- GIVEN TASK -
Locate each line in the entries below that contains the word "white" and copy every one of those lines.

** Start **

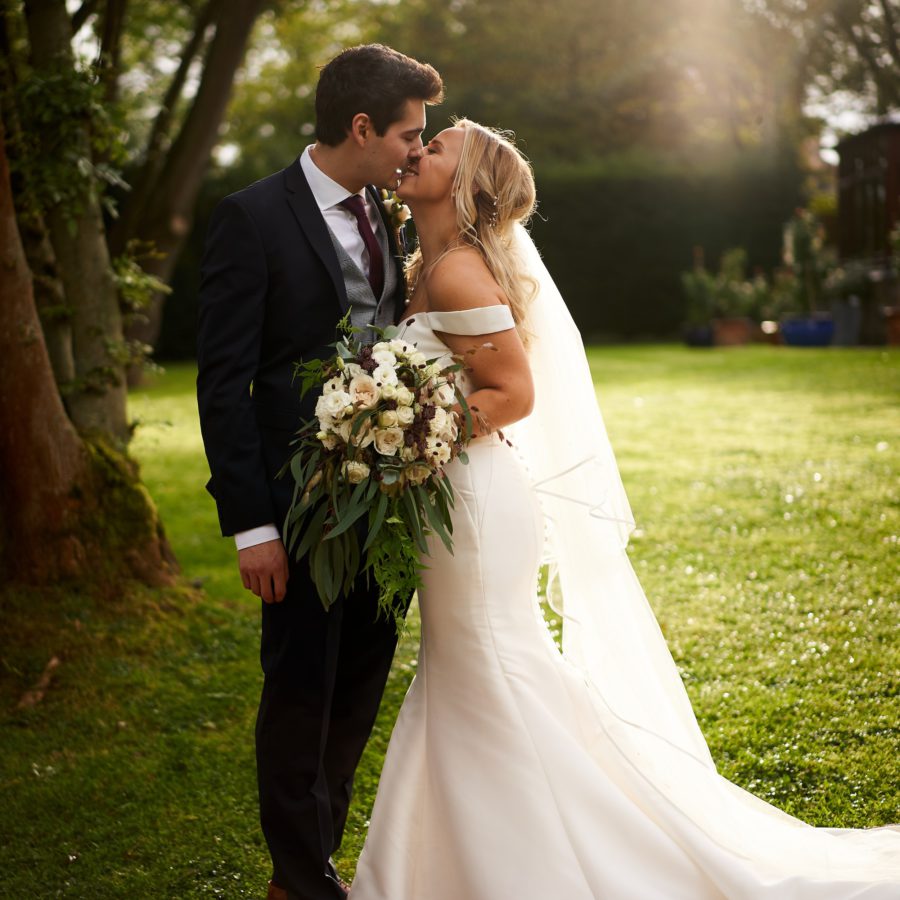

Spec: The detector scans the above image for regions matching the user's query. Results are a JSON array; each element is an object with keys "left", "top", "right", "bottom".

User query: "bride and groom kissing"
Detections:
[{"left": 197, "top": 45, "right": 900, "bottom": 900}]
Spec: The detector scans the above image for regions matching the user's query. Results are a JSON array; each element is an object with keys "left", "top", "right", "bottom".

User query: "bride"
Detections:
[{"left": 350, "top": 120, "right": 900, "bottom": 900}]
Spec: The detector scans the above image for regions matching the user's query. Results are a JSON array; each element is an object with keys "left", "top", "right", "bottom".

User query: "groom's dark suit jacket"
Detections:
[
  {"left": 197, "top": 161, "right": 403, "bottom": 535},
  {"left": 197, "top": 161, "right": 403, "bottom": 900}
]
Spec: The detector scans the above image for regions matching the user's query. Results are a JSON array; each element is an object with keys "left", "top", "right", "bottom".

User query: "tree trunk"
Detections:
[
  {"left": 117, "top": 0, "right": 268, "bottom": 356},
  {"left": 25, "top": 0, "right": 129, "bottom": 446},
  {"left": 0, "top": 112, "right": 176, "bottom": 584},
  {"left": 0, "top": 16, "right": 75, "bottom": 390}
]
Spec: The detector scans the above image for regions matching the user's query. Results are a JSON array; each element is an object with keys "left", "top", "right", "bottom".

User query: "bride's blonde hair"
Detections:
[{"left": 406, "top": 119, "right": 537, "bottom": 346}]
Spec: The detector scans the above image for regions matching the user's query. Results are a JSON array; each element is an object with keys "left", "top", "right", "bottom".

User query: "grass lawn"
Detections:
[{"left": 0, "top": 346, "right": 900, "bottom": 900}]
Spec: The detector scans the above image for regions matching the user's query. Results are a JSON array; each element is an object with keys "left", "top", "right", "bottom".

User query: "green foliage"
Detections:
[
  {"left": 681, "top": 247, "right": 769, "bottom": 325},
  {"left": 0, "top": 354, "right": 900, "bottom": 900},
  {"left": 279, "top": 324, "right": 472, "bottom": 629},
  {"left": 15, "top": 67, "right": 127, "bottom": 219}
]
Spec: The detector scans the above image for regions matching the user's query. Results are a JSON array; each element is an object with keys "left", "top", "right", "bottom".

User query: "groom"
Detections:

** End **
** Start **

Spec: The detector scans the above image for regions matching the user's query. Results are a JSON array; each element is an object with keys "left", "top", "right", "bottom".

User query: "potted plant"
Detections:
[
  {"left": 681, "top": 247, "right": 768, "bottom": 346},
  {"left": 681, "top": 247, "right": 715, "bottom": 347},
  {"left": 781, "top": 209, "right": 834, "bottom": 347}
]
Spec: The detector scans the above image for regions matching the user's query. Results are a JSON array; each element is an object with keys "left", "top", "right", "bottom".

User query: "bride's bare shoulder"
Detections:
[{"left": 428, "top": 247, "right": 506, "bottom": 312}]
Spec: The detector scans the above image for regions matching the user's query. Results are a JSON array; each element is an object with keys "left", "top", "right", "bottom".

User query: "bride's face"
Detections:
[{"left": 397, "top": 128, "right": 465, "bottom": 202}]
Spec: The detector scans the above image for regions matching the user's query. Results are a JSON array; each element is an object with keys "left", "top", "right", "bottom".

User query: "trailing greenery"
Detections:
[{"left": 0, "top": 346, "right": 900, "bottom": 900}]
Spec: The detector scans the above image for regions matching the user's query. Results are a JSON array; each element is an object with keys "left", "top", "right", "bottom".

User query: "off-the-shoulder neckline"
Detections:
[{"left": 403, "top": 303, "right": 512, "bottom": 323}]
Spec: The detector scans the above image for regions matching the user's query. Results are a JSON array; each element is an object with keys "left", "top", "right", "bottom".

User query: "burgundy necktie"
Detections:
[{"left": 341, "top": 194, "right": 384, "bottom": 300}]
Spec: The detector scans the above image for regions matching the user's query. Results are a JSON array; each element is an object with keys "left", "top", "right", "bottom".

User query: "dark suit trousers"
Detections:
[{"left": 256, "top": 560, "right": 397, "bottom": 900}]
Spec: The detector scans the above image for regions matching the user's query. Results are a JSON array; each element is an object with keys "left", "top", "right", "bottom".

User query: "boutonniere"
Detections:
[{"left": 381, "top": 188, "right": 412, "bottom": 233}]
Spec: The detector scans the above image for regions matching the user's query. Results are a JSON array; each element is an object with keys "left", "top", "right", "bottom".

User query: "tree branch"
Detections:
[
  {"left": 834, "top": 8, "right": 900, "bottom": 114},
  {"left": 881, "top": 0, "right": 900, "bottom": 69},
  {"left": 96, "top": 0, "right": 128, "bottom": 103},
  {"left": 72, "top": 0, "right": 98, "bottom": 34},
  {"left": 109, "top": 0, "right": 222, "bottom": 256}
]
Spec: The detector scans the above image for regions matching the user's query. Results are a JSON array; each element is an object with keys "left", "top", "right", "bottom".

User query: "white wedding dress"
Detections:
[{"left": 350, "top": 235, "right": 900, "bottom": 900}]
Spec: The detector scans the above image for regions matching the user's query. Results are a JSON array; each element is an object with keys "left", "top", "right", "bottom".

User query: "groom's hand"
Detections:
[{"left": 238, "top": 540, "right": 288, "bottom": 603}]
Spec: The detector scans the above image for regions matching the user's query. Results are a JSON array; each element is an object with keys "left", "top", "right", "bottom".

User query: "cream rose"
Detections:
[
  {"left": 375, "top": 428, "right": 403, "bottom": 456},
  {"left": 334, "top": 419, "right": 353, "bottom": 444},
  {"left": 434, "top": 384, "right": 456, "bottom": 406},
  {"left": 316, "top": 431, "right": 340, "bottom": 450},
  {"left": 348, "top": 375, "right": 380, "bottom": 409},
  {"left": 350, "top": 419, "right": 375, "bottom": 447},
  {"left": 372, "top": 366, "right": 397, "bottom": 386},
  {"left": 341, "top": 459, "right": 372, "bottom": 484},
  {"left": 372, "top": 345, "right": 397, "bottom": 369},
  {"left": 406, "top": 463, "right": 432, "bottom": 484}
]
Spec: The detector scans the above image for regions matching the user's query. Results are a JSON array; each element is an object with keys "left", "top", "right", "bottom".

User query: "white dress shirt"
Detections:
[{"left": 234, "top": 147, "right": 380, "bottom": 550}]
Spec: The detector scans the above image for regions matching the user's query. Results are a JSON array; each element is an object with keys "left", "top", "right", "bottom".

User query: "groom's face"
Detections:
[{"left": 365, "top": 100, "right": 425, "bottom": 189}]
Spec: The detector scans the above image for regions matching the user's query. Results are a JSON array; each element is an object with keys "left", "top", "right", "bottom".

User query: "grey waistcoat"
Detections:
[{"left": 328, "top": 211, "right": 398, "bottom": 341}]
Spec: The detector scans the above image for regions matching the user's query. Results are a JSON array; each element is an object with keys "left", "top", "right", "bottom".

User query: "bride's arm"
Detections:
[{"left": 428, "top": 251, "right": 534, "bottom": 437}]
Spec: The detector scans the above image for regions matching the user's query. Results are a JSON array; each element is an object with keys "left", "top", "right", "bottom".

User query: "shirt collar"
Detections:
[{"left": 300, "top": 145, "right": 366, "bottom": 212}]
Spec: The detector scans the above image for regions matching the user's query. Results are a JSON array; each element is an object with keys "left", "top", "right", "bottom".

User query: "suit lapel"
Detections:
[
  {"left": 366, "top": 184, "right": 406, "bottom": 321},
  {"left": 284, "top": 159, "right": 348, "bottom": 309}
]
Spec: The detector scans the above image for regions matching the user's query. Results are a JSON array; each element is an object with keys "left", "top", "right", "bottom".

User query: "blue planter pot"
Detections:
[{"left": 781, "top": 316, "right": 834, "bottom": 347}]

** End **
** Start **

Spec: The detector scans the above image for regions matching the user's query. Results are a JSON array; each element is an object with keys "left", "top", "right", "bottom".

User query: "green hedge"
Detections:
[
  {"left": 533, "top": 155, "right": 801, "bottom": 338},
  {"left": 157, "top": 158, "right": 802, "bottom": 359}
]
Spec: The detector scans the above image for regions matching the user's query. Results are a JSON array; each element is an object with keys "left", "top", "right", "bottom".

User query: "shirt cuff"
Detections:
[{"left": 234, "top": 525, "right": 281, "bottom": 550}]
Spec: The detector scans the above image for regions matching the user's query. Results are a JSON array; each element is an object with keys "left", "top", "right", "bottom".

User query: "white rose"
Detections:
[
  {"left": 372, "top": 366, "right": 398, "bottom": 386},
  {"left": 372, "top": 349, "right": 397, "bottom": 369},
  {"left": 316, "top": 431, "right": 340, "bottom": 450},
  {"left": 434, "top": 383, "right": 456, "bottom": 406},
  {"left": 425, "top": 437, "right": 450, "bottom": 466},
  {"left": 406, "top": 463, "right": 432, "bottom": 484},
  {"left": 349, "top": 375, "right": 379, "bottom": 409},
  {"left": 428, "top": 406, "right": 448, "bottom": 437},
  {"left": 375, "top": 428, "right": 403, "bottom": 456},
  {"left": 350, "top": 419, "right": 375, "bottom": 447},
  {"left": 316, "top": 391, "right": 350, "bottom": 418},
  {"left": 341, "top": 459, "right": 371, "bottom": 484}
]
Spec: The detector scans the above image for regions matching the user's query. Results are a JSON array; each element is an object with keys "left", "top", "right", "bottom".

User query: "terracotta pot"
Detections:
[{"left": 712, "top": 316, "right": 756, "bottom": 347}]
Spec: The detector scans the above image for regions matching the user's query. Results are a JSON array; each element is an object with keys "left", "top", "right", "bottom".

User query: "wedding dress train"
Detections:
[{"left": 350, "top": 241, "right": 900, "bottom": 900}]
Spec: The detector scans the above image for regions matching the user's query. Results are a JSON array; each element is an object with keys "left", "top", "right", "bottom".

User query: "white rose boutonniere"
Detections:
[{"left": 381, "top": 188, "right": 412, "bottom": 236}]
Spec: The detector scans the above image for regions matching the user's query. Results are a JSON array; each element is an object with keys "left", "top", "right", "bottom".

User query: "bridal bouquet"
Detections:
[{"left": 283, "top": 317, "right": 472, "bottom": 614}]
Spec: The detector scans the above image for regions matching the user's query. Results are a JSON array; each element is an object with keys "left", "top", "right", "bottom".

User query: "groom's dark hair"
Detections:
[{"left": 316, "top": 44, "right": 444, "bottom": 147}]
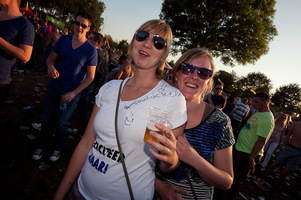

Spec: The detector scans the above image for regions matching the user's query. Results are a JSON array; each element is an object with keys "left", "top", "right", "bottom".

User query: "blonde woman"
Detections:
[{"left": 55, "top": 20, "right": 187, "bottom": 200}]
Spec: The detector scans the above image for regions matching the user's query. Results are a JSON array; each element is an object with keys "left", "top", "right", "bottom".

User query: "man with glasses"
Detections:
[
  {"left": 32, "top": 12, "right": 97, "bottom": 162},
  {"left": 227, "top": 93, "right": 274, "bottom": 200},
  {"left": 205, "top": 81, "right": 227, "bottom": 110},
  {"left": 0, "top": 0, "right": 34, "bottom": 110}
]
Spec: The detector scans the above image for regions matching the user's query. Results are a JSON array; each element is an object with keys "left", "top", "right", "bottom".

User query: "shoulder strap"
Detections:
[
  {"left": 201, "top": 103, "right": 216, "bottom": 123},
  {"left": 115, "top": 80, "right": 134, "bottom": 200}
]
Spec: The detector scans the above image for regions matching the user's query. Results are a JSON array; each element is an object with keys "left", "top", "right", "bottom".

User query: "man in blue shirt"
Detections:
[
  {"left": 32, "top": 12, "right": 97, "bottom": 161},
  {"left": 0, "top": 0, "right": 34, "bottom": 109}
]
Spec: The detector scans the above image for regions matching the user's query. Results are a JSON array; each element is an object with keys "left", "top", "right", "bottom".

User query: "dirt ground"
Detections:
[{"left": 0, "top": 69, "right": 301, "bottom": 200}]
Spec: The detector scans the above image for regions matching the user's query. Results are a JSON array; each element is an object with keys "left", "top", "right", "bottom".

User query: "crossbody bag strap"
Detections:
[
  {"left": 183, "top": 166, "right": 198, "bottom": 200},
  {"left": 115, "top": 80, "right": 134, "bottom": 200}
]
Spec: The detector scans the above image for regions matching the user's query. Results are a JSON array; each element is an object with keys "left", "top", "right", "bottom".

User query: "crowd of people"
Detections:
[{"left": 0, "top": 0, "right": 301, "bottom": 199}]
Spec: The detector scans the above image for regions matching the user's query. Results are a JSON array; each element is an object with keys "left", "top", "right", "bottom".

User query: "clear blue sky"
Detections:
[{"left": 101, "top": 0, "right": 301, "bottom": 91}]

** End **

- REPLY TO THE TASK -
User query: "white wedding dress"
User query: "white dress shirt"
User query: "white rose"
User query: "white rose boutonniere"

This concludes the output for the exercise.